--- DATA FOR THIS TASK Enclosed Below ---

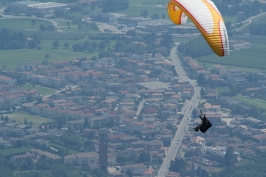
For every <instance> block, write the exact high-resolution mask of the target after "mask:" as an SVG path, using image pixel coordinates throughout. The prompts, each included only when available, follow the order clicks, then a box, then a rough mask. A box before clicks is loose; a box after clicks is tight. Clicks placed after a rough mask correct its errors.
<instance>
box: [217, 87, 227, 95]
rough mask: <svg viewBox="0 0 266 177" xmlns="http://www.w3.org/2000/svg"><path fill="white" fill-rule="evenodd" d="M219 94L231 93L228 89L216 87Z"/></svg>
mask: <svg viewBox="0 0 266 177" xmlns="http://www.w3.org/2000/svg"><path fill="white" fill-rule="evenodd" d="M215 89H216V91H217V92H218V94H220V93H223V92H227V91H229V88H228V87H216V88H215Z"/></svg>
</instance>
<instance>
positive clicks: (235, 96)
mask: <svg viewBox="0 0 266 177" xmlns="http://www.w3.org/2000/svg"><path fill="white" fill-rule="evenodd" d="M235 99H236V100H238V101H242V102H243V103H245V104H247V105H254V106H257V107H259V108H261V109H264V110H265V109H266V101H264V100H259V99H253V98H248V97H244V96H240V95H238V96H235Z"/></svg>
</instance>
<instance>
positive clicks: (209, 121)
mask: <svg viewBox="0 0 266 177" xmlns="http://www.w3.org/2000/svg"><path fill="white" fill-rule="evenodd" d="M200 112H201V115H200V116H199V117H200V119H201V123H200V124H199V125H198V126H197V127H195V128H194V131H195V132H198V131H199V130H200V131H201V132H202V133H205V132H206V131H207V130H208V129H209V128H211V127H212V124H211V122H210V121H209V120H208V119H207V118H206V115H205V114H204V116H203V117H202V111H201V110H200Z"/></svg>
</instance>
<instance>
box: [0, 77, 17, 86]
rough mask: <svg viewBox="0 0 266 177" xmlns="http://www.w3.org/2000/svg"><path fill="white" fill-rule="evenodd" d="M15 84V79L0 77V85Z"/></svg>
mask: <svg viewBox="0 0 266 177" xmlns="http://www.w3.org/2000/svg"><path fill="white" fill-rule="evenodd" d="M16 82H17V80H16V79H13V78H10V77H6V76H1V75H0V84H8V85H11V84H16Z"/></svg>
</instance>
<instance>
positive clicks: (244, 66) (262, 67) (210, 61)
mask: <svg viewBox="0 0 266 177" xmlns="http://www.w3.org/2000/svg"><path fill="white" fill-rule="evenodd" d="M265 48H266V43H265V42H263V41H253V42H251V47H250V48H248V49H243V50H237V51H232V52H230V55H229V56H225V57H223V58H220V57H218V56H216V55H215V54H213V55H207V56H203V57H199V58H196V60H197V61H199V62H201V63H210V64H221V65H231V66H238V67H247V68H254V69H263V70H265V69H266V60H265V58H266V53H265Z"/></svg>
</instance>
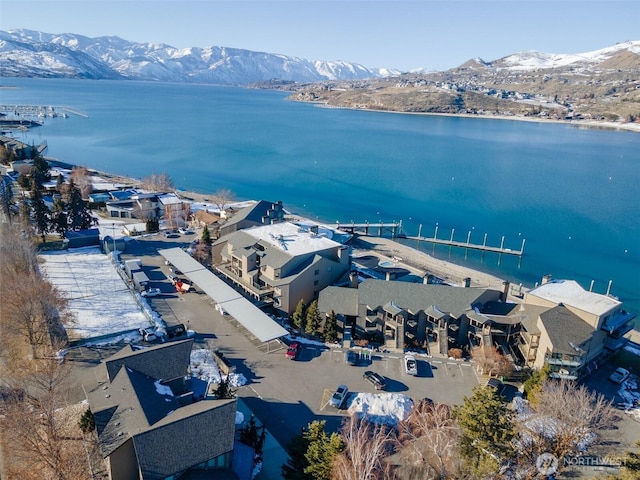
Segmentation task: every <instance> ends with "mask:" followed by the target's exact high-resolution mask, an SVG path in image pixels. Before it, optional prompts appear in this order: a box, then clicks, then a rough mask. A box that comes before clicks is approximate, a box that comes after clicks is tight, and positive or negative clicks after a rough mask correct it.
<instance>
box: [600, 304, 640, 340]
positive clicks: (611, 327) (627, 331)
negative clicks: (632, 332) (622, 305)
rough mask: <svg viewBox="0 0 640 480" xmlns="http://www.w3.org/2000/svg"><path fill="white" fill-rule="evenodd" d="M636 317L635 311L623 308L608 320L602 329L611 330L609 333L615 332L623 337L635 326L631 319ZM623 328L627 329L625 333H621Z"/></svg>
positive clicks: (606, 331) (602, 327)
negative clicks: (635, 314)
mask: <svg viewBox="0 0 640 480" xmlns="http://www.w3.org/2000/svg"><path fill="white" fill-rule="evenodd" d="M635 317H636V315H635V313H631V312H627V311H625V310H622V311H621V312H620V313H619V314H618V315H616V316H615V317H613V318H610V319H609V320H607V323H606V324H604V325H603V326H602V330H604V331H605V332H609V335H613V334H615V335H616V336H619V337H621V336H622V335H624V334H625V333H627V332H628V331H629V330H631V329H632V328H633V325H632V324H631V320H633V319H634V318H635ZM625 329H626V330H625ZM622 330H625V331H624V333H620V331H622Z"/></svg>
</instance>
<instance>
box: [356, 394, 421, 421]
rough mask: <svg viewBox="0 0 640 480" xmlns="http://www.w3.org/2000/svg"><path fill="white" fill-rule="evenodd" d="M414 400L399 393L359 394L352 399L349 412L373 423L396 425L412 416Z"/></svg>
mask: <svg viewBox="0 0 640 480" xmlns="http://www.w3.org/2000/svg"><path fill="white" fill-rule="evenodd" d="M412 409H413V400H411V399H410V398H409V397H407V396H406V395H402V394H399V393H358V394H357V395H356V396H355V398H352V399H351V402H350V404H349V408H348V410H349V412H350V413H356V414H358V416H359V417H360V418H366V419H367V420H368V421H370V422H372V423H381V424H385V425H396V424H397V423H398V422H400V421H402V420H404V419H405V418H407V417H408V416H409V415H410V414H411V410H412Z"/></svg>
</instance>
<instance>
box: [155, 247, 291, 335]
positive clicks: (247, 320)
mask: <svg viewBox="0 0 640 480" xmlns="http://www.w3.org/2000/svg"><path fill="white" fill-rule="evenodd" d="M158 253H159V254H160V255H162V256H163V257H164V258H165V259H167V260H168V261H169V262H170V263H171V264H172V265H174V266H175V267H176V268H179V269H180V270H181V271H182V273H183V274H184V276H186V277H187V278H188V279H189V280H191V281H192V282H193V283H195V284H196V285H198V286H199V287H200V288H201V289H202V291H203V292H204V293H206V294H207V295H209V296H210V297H211V298H212V299H213V300H214V301H215V302H216V303H217V304H218V305H220V306H221V307H222V308H223V309H224V310H225V311H227V312H228V313H229V314H230V315H231V316H233V317H234V318H235V319H236V320H237V321H238V322H240V324H241V325H242V326H243V327H244V328H246V329H247V330H248V331H249V332H251V334H252V335H253V336H255V337H256V338H257V339H258V340H260V341H261V342H269V341H271V340H275V339H276V338H280V337H282V336H284V335H286V334H287V333H288V332H287V330H285V329H284V328H282V327H281V326H280V325H279V324H278V323H276V322H275V321H273V320H272V319H271V318H270V317H269V316H268V315H267V314H265V313H264V312H263V311H262V310H260V309H259V308H258V307H256V306H255V305H254V304H253V303H251V302H250V301H249V300H247V299H246V298H244V297H243V296H242V294H240V293H238V292H236V291H235V290H234V289H233V288H232V287H230V286H229V285H227V284H226V283H225V282H224V281H222V280H221V279H219V278H218V277H217V276H215V275H214V274H213V273H212V272H210V271H209V270H207V268H206V267H205V266H204V265H202V264H201V263H200V262H198V261H197V260H195V259H194V258H192V257H191V256H190V255H188V254H187V253H185V252H184V251H183V250H182V249H181V248H178V247H175V248H165V249H162V250H158Z"/></svg>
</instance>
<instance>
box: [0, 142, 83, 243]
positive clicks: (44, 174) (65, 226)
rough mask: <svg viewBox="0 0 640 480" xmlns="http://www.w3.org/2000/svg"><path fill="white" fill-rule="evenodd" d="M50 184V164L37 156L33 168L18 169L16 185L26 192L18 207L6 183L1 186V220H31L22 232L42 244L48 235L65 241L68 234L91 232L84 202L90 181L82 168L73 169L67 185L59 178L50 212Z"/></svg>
mask: <svg viewBox="0 0 640 480" xmlns="http://www.w3.org/2000/svg"><path fill="white" fill-rule="evenodd" d="M49 180H51V167H50V165H49V162H47V160H46V159H45V158H44V157H42V156H41V155H39V154H38V153H37V152H36V153H35V154H34V156H33V160H32V164H31V165H25V166H22V167H21V168H20V174H19V175H18V178H17V180H16V181H17V183H18V185H19V186H20V187H21V188H22V189H23V191H24V192H27V193H26V195H24V196H23V199H22V201H21V202H20V203H19V205H17V204H16V202H15V195H14V193H15V192H13V190H12V187H11V183H10V182H8V181H4V182H2V186H1V188H0V209H1V210H2V213H3V216H4V218H6V219H7V220H8V221H9V223H12V222H13V221H14V220H15V219H16V218H17V217H21V218H23V219H31V220H32V221H31V222H25V225H23V227H24V228H28V229H29V230H31V229H33V230H35V232H36V233H37V234H38V235H39V237H40V239H41V241H42V242H43V243H44V242H45V240H46V235H47V234H48V233H57V234H58V235H60V236H61V237H62V238H65V236H66V233H67V232H68V231H70V230H82V229H87V228H90V227H91V226H92V224H93V218H92V216H91V213H90V212H89V209H88V208H87V204H86V202H85V201H84V200H83V198H86V197H87V196H88V195H89V194H90V193H91V179H90V175H89V171H88V170H87V169H86V168H85V167H74V168H73V169H72V171H71V175H70V178H69V181H68V182H64V178H63V176H62V175H58V177H57V182H56V187H55V191H54V194H53V208H52V209H49V207H47V205H46V203H45V201H44V195H45V189H44V184H45V182H48V181H49Z"/></svg>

--- End of Enclosed DATA FOR THIS TASK ---

TASK INSTRUCTIONS:
Pull out each line of the stored data above that contains the word "negative", copying the lines in full.

RESPONSE:
Segmentation task: every <instance> ends with "mask:" followed by the target's exact high-resolution mask, an SVG path in image pixels. Before it, optional prompts appear in this order: a box, then clicks, then a rough mask. A box that comes before clicks is approximate, a box that comes after clicks is tight, and positive or negative clicks after a rough mask correct it.
negative clicks: (632, 332) (622, 305)
negative clicks: (635, 314)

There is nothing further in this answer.